### What you will do
Beneath this sentence is a set of records; write each of them out exactly.

START The data

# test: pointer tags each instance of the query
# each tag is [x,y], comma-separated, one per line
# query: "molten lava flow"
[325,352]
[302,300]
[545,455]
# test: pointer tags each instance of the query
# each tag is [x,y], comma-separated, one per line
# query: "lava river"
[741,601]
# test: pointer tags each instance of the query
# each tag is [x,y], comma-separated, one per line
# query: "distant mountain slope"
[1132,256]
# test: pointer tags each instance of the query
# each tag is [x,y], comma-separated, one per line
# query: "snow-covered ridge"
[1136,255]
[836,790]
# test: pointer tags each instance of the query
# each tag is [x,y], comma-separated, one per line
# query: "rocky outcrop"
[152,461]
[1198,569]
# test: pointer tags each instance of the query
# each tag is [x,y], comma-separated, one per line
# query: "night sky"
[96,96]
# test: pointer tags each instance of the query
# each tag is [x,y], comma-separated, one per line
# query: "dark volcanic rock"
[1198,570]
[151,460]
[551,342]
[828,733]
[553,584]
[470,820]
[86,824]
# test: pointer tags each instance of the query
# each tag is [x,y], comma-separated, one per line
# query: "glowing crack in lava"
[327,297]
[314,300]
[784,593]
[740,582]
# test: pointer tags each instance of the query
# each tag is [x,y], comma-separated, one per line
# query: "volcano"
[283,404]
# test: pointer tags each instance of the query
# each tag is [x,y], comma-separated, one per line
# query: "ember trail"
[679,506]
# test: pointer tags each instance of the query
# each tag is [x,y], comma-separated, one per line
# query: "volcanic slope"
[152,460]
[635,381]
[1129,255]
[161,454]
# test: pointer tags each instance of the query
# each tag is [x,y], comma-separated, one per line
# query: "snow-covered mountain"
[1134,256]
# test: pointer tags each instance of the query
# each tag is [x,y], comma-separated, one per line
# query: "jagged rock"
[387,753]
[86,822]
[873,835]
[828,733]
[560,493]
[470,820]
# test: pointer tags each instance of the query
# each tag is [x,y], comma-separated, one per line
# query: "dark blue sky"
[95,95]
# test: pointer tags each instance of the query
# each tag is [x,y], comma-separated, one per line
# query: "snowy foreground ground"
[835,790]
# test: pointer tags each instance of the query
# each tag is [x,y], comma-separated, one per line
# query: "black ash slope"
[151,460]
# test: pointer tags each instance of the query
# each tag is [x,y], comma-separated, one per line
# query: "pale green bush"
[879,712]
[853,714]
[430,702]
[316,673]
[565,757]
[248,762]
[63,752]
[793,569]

END The data

### Exercise output
# test: pointer tags each instance of the query
# each tag is [x,y], comma-separated, one per line
# query: "molten lava flow"
[325,352]
[302,300]
[545,455]
# test: pointer tags each instance of the query
# each tag is [x,y], comma-separated, one per line
# query: "lava river"
[741,601]
# test: pointer tags each instance of the query
# each tag is [x,y], comma-separated, one per line
# query: "distant mountain slope"
[1132,256]
# test: pointer tags each instance of the query
# each tag is [x,y], comma-separated, one per line
# query: "snow-covered ridge"
[1136,255]
[836,790]
# test: pointer tags each instance of the query
# each tag is [x,y], comma-separated, one per line
# query: "rocky outcrop"
[152,461]
[1198,569]
# test: pointer tags each instance of the query
# each tag is [x,y], comma-separated, one per line
# query: "night sky"
[96,96]
# test: pointer tags each instance of the query
# each tag is [x,y], comma-separated, one per line
# query: "dark volcanic rock"
[1198,570]
[151,460]
[551,342]
[828,733]
[553,584]
[470,820]
[86,824]
# test: pointer tags each instance of the query
# each tag is [x,y], comma-separated, one per line
# query: "glowing crack in lava"
[327,297]
[314,300]
[784,593]
[740,582]
# test: pointer tags each instance of the query
# each tag is [x,y], comma-separated, one per line
# query: "volcano"
[283,404]
# test: pointer tags each instance of the query
# each tag is [x,y], comma-separated, one per line
# query: "ember trail"
[679,506]
# test: pointer tags each instance of the query
# each tag is [x,y], comma-separated, one per line
# query: "volcanic slope"
[152,460]
[635,381]
[1129,255]
[161,454]
# test: pointer tags each instance of the query
# each tag is [x,y], comma-separated, one per line
# query: "snow-covered mountain"
[1134,256]
# test: pointer tags each instance of the query
# each tag is [x,y], comma-separated, one per line
# query: "jagged rock"
[387,753]
[86,822]
[873,835]
[828,733]
[560,493]
[470,820]
# test: pointer tags each instance of the query
# each tag is [x,y], comma-separated, one per line
# query: "dark blue sky"
[95,95]
# test: pointer tags each instance of the query
# each tag is [x,y], comma-separated, one per line
# query: "snowy foreground ground"
[835,790]
# test: pointer tags each instance of the query
# each tag is [x,y], comma-separated, one per line
# query: "black ash slope"
[151,460]
# test: pointer tags each instance of the query
# each tag is [x,y], comma-separated, one per line
# query: "pale green bush"
[879,712]
[853,714]
[430,702]
[316,673]
[565,757]
[248,762]
[63,752]
[793,569]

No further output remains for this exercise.